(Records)
———

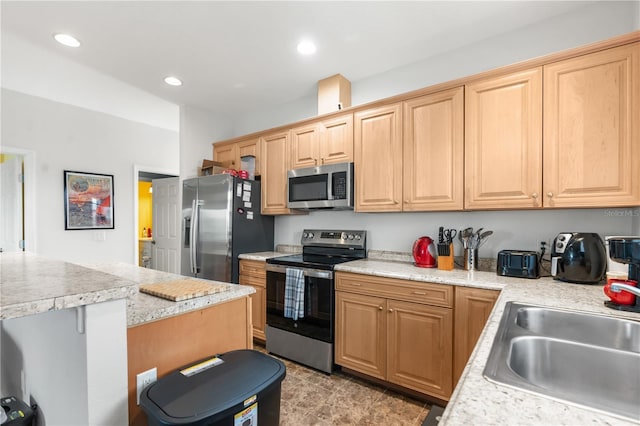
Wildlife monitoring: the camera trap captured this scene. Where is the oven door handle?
[266,263,333,280]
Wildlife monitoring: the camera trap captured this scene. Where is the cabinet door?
[402,87,464,211]
[236,138,260,176]
[387,300,453,400]
[320,114,353,164]
[544,43,640,207]
[262,132,289,214]
[453,287,499,385]
[239,275,267,342]
[354,103,402,212]
[213,143,240,169]
[291,123,320,169]
[335,291,387,379]
[465,68,542,209]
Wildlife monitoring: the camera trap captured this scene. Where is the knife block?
[438,243,453,271]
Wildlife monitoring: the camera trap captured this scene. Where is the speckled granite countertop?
[0,252,138,320]
[85,263,255,327]
[335,259,640,425]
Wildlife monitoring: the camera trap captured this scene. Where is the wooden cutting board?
[140,279,229,302]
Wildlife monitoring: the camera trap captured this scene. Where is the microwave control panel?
[331,172,347,200]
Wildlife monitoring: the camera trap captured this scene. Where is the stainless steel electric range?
[265,229,367,373]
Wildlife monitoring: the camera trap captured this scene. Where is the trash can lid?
[145,349,286,422]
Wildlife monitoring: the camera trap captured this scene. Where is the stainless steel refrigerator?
[181,174,274,284]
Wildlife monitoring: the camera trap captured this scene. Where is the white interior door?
[151,177,182,274]
[0,154,24,252]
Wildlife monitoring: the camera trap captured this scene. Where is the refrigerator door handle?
[189,200,198,275]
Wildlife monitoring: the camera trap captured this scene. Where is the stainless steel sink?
[516,306,640,352]
[484,302,640,421]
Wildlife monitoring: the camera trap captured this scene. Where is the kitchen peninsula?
[0,253,254,425]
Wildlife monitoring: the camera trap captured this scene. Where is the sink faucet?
[611,283,640,297]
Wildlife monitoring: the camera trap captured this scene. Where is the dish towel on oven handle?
[284,268,304,321]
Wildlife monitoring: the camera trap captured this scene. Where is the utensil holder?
[463,248,478,271]
[438,244,453,271]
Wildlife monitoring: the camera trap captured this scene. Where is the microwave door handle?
[189,199,200,275]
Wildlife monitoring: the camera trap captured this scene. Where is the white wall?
[180,106,233,179]
[2,89,180,263]
[234,1,640,136]
[275,209,640,257]
[0,299,128,426]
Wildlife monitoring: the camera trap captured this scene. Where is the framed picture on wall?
[64,170,114,230]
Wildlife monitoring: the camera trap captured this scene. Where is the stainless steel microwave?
[287,163,353,210]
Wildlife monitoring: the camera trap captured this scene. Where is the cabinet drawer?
[240,259,267,280]
[336,272,454,308]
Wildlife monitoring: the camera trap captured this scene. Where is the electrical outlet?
[136,367,158,405]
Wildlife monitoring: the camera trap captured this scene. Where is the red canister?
[413,237,438,268]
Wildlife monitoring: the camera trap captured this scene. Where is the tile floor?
[255,345,430,426]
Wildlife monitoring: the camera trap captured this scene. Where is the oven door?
[267,264,334,343]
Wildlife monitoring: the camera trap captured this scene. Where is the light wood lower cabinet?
[453,287,500,386]
[239,259,267,342]
[335,273,453,400]
[127,297,253,425]
[543,43,640,208]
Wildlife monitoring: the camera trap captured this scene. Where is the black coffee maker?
[551,232,607,284]
[604,237,640,312]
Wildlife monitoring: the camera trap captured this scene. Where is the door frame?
[0,145,38,253]
[131,164,180,266]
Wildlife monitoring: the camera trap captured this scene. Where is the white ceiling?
[1,1,590,114]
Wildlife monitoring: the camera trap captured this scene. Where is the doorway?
[134,167,180,274]
[0,146,36,252]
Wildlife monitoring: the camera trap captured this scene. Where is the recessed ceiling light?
[298,40,316,55]
[53,34,80,47]
[164,76,182,86]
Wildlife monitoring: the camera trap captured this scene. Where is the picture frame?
[64,170,114,230]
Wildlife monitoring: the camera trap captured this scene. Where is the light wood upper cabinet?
[402,87,464,211]
[291,113,353,169]
[320,113,353,164]
[353,103,402,212]
[335,291,387,380]
[261,131,290,215]
[213,143,240,169]
[453,287,500,387]
[386,300,453,400]
[236,137,260,176]
[465,68,542,209]
[239,259,267,342]
[544,43,640,208]
[291,123,320,169]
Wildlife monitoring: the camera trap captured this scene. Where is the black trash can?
[140,349,286,426]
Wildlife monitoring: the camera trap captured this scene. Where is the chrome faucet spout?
[611,283,640,297]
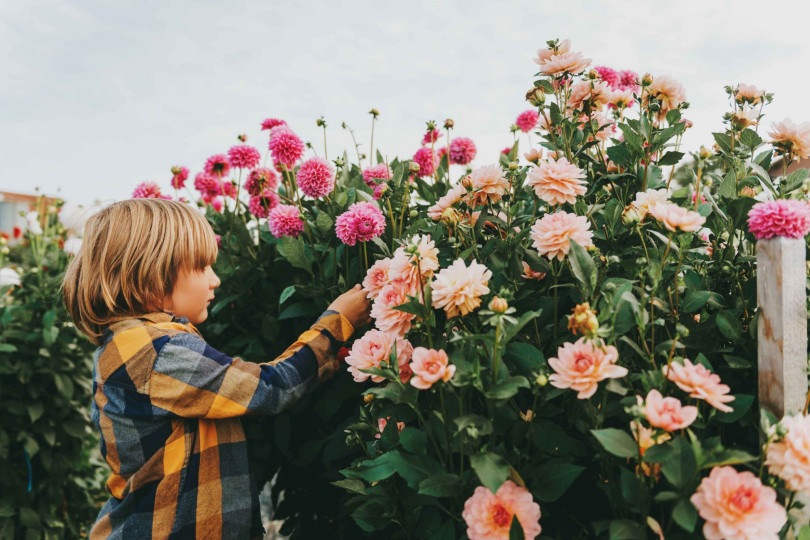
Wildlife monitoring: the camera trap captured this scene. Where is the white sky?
[0,0,810,202]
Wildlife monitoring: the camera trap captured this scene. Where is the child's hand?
[329,284,371,328]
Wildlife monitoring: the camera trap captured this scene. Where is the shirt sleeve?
[149,311,354,418]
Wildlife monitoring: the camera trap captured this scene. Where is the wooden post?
[757,237,807,419]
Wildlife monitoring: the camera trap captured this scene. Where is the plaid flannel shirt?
[90,311,354,539]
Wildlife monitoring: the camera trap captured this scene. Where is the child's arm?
[149,288,368,418]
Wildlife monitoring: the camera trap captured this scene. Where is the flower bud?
[489,296,509,313]
[526,86,546,107]
[568,302,599,336]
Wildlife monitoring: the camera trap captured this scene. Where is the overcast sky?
[0,0,810,207]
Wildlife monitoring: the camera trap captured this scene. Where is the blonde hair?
[62,199,217,345]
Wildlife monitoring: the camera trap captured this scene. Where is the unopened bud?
[489,296,509,313]
[526,86,546,107]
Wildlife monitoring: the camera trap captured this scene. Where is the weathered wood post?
[757,237,807,419]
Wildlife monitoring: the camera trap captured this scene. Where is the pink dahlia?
[748,199,810,240]
[203,154,231,178]
[593,66,621,90]
[335,202,385,246]
[765,414,810,493]
[448,137,478,165]
[245,167,278,196]
[267,204,304,238]
[527,158,587,205]
[248,189,281,217]
[268,126,306,168]
[228,144,262,169]
[411,347,456,390]
[636,389,698,431]
[132,182,164,199]
[663,358,734,412]
[262,118,287,131]
[413,146,438,177]
[346,330,413,382]
[371,281,415,336]
[431,259,492,319]
[548,337,628,399]
[363,259,391,300]
[689,466,787,540]
[515,109,540,133]
[530,212,593,261]
[172,167,188,189]
[296,157,335,199]
[363,163,394,188]
[461,480,541,540]
[422,128,442,145]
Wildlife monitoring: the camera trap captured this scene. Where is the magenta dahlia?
[245,167,278,196]
[248,189,281,217]
[335,202,385,246]
[267,204,304,238]
[172,167,188,189]
[515,109,540,133]
[269,126,306,168]
[363,163,393,188]
[262,118,287,131]
[296,157,335,199]
[413,146,437,177]
[748,199,810,240]
[204,154,231,178]
[450,137,478,165]
[228,144,262,169]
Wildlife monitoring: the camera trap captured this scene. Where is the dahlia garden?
[0,40,810,540]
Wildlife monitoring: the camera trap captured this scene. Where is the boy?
[64,199,370,539]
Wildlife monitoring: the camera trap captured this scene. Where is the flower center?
[730,487,757,512]
[492,503,512,528]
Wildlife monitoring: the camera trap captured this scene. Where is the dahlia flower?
[431,259,492,319]
[530,212,593,261]
[548,337,628,399]
[448,137,478,165]
[296,157,335,199]
[411,347,456,390]
[636,389,698,431]
[335,202,385,246]
[268,126,306,169]
[245,167,278,196]
[248,189,281,218]
[765,414,810,493]
[203,154,231,178]
[346,330,413,382]
[526,158,587,206]
[689,466,787,540]
[413,146,438,177]
[515,109,540,133]
[748,199,810,240]
[363,163,394,188]
[228,144,262,169]
[663,358,734,412]
[470,163,509,206]
[461,480,541,540]
[267,204,304,238]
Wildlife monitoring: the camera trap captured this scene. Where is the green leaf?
[532,460,585,502]
[591,428,638,458]
[470,452,509,493]
[419,474,463,497]
[717,309,743,341]
[672,499,697,532]
[568,238,597,299]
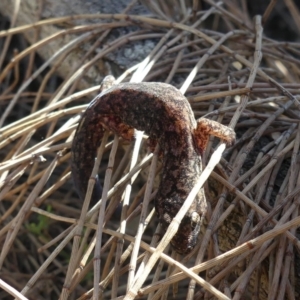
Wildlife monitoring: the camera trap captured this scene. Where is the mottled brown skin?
[72,77,235,254]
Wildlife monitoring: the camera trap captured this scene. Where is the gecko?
[71,76,235,254]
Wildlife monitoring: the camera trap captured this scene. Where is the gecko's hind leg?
[194,118,235,154]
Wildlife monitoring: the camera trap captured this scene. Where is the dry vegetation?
[0,0,300,300]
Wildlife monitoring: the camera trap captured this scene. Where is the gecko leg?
[194,118,235,154]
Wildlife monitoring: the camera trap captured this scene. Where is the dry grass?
[0,0,300,300]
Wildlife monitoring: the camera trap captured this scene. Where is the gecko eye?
[191,211,200,228]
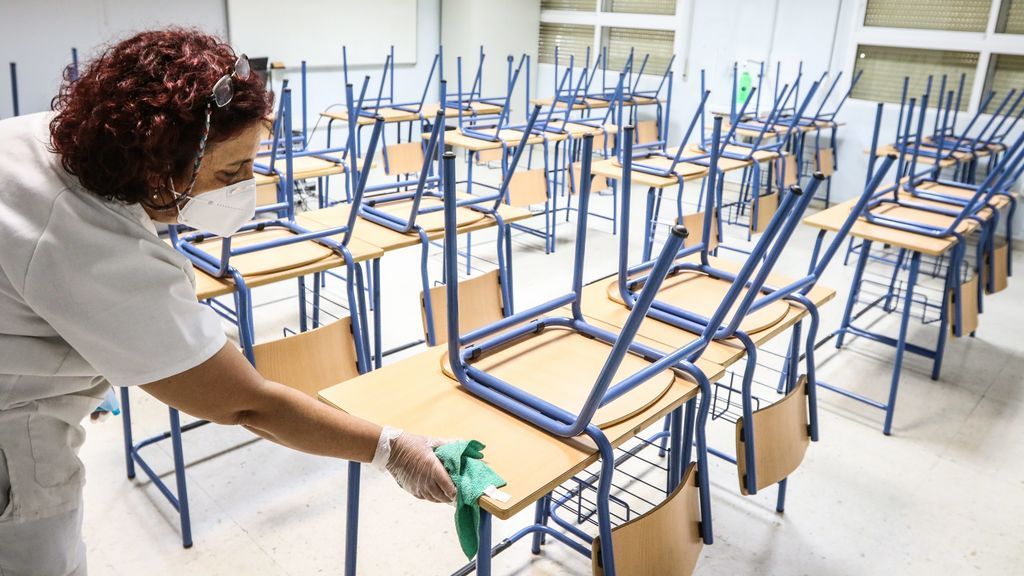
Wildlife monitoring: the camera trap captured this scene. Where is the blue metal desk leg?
[882,252,921,436]
[476,509,490,576]
[775,478,790,513]
[668,404,692,487]
[370,258,384,368]
[167,408,193,548]
[121,386,135,480]
[529,495,551,556]
[836,240,871,349]
[345,462,361,576]
[643,187,654,261]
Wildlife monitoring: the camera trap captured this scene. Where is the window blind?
[985,54,1024,114]
[864,0,992,32]
[541,0,597,12]
[604,0,676,15]
[852,45,978,110]
[995,0,1024,34]
[602,28,676,75]
[538,22,597,67]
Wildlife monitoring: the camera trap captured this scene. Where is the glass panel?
[985,54,1024,114]
[604,0,676,16]
[601,28,676,75]
[538,22,596,67]
[541,0,597,12]
[864,0,992,32]
[995,0,1024,34]
[852,45,978,110]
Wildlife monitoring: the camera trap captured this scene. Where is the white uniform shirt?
[0,114,225,521]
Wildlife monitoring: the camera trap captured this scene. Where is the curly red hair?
[50,28,271,204]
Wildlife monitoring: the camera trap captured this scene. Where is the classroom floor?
[82,171,1024,576]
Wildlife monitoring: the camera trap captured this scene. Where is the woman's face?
[143,122,265,223]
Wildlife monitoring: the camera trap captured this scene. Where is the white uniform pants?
[0,407,86,576]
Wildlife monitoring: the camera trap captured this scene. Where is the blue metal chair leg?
[775,478,790,513]
[882,252,921,436]
[121,386,135,480]
[476,509,490,576]
[529,496,548,556]
[345,462,361,576]
[168,408,193,548]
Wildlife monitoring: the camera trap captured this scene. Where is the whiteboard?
[227,0,419,67]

———

The task: Rewrite the lines from the one containing "the utensil holder?" through the one containing "[336,272,454,308]", both included. Keep the text lines unchanged and shift every bounding-box coordinate by -106.

Full response:
Wildlife monitoring: the camera trap captured this scene. Where is the utensil holder?
[357,142,372,165]
[332,138,347,165]
Wildlife monitoring: the camera trap captured this scene. Where is the microwave door handle?
[83,93,94,169]
Wildlife monitoring: the camera trap captured this scene. Where is the white wall?
[74,0,127,73]
[-104,-17,74,157]
[128,-105,534,30]
[169,103,534,151]
[-106,193,22,320]
Wildlife monitoring: the camera trap captured this scene. Where is the framed picture on wall?
[-42,64,8,124]
Wildlife monitoring: the camera trap captured this scene. Where is the stainless steel microwave?
[181,57,247,104]
Wildlife monitoring: the camera trap captured this scene. Where is the cabinet drawer?
[134,153,161,174]
[230,166,348,202]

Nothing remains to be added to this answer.